++++ Supplied text

But, you will not fine a poor reveiw of the VFR anywhere - they are excellent bikes, and unlike the BM can be had in excellent condition second hand at reasonable prices.
Beware out-and-out sports bikes like the R1. They are a bit mental in that they demand to ridden hard and fast to be any fun, have an uncomforatble (for anyone over about 25) feet-up bum in the air riding position. So try before you buy if one of these rockets takes your fancy. The Viffer has performance that wil blow your socks off while being relatively civilised. A friend described it as being like that bit in Startrek when the stars flash by - only faster!
And I'd go straight for the big bike. Don't buy a 500 'to get experience on'. You'll just get frustrated, end up selling it to buy a big bike, and losing money on the deal. Go straight for the big bike but be very careful. They do bite, and it can easily be fatal. If you really, honestly, consider yourself to be a safe and AWARE driver, you'll probably be OK on a bike if you take great care. I've had many years of intensive push-bike riding as well, which certainly sharpens up your instincs about what motoristst rae about to do, or could do.
But most of all - enjoy! No car can match a bike for fun and performance.
3rd Apr 2003, 15:44
I would completely agree with the advice leaning towards either a VFR750/800, a CBR6 or the Hornet.
To be fair, I've never owned any of them but they are good bikes and will do distance as well as be quick (trust me, whatever you ride after your learner machine will feel quick if it's a 600+ and sporty!).
Although I agree that the supersports machines can get you out of trouble, they can also get you in it. Most will get out of shape more quickly than the more sports/tourer types if you ride them as they should be and if you aren't expecting it or that experienced in getting out of it you'll wind up on your face.
I had a couple of smaller bikes before getting a Fireblade and I was glad of the experience once I started using it properly :D
3rd Apr 2003, 20:12
Get yourself to Australia! There's nothing quite like the feeling of passing the local constabulary at 200km/h and knowing it's perfectly legal! The main north-south highway in the Northern Territory has an open speed limit on most of it and it's 1500km long! They've started to put limits along some sections due to the tourists who keep falling off the road.

++++++++

Instructions to follow — Extend the motorbike forum thread by writing what follows its final post. The listing comes from a separate, unrelated source.

++++ Supplied material

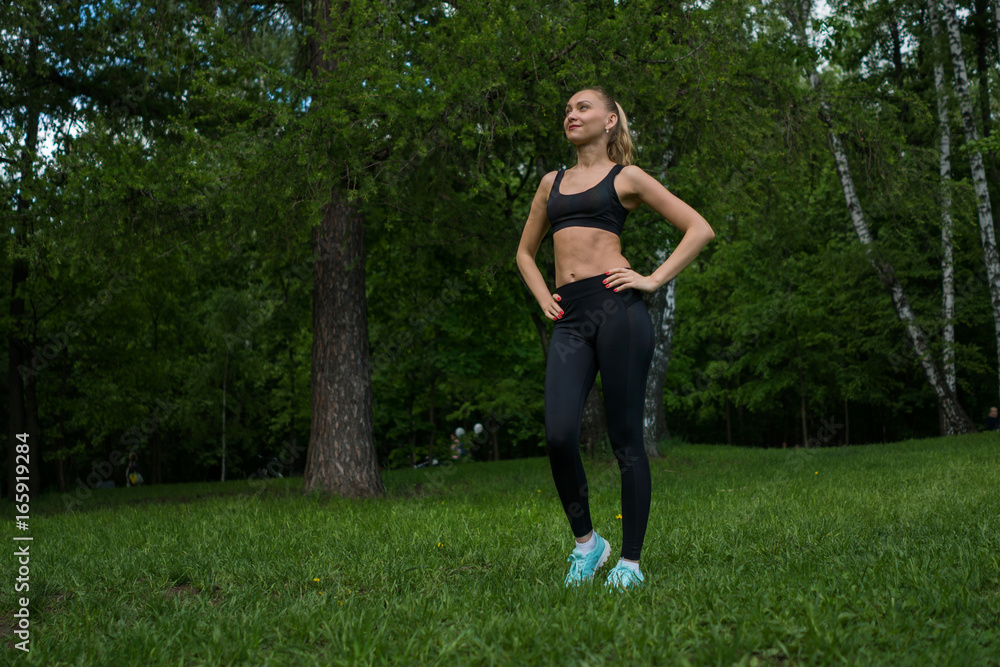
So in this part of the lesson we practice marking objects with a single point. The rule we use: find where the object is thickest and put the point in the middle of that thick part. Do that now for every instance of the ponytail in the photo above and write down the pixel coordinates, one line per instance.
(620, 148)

++++++++
++++ Supplied material

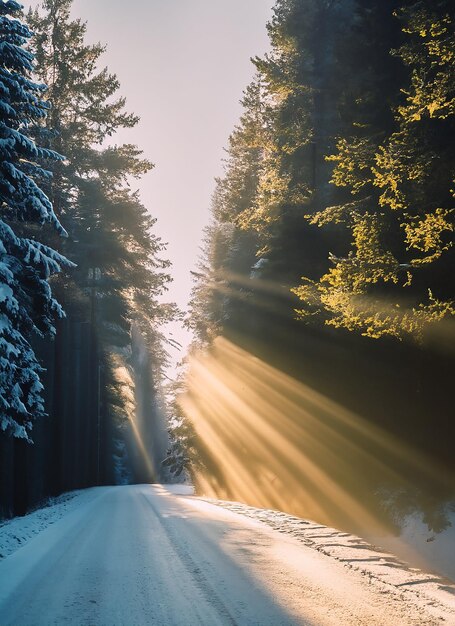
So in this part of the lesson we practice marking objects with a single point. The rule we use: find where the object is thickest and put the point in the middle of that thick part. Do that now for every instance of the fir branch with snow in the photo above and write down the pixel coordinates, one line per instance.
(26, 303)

++++++++

Final answer —
Had a CBR900 Fireblade back in '92, great bike but had to sell it. Helicopters are bloody expensive!
3rd Apr 2003, 20:29
Also could depend on how tall you are, I find the seats are so wide,they take up all my leg length and I can't reach the floor.:*
3rd Apr 2003, 23:04
Thank you all very much for your advice, I'll have a look at the bikes you've all suggested. I've got a few magazines to look through so that should keep me out of trouble for a while.
I intend to live to see my 24th birthday so will try not to get carried away when I pick a bike! Easier said than done tho.
Again, I'm new to all this so I'm after as much input as I can get where this is concerned!
I'll have to see if I can find someone experienced to come and help me look and get their opinion. If dealers see a 23yr old female pitch up to buy a bike God knows what I'd come back with!!!! lol
If anybody knows of any good dealers in the Bournemouth area then let me know.
:D :D :D :D
Shaggy Sheep Driver
3rd Apr 2003, 23:08
Just 23 and no experience?? Check out the insurance costs before you buy. Even an old git like me who lives in a 'good' area had to pay over 400 UKP for fully comp on my Viffer.
There are some advantages of being older ;~))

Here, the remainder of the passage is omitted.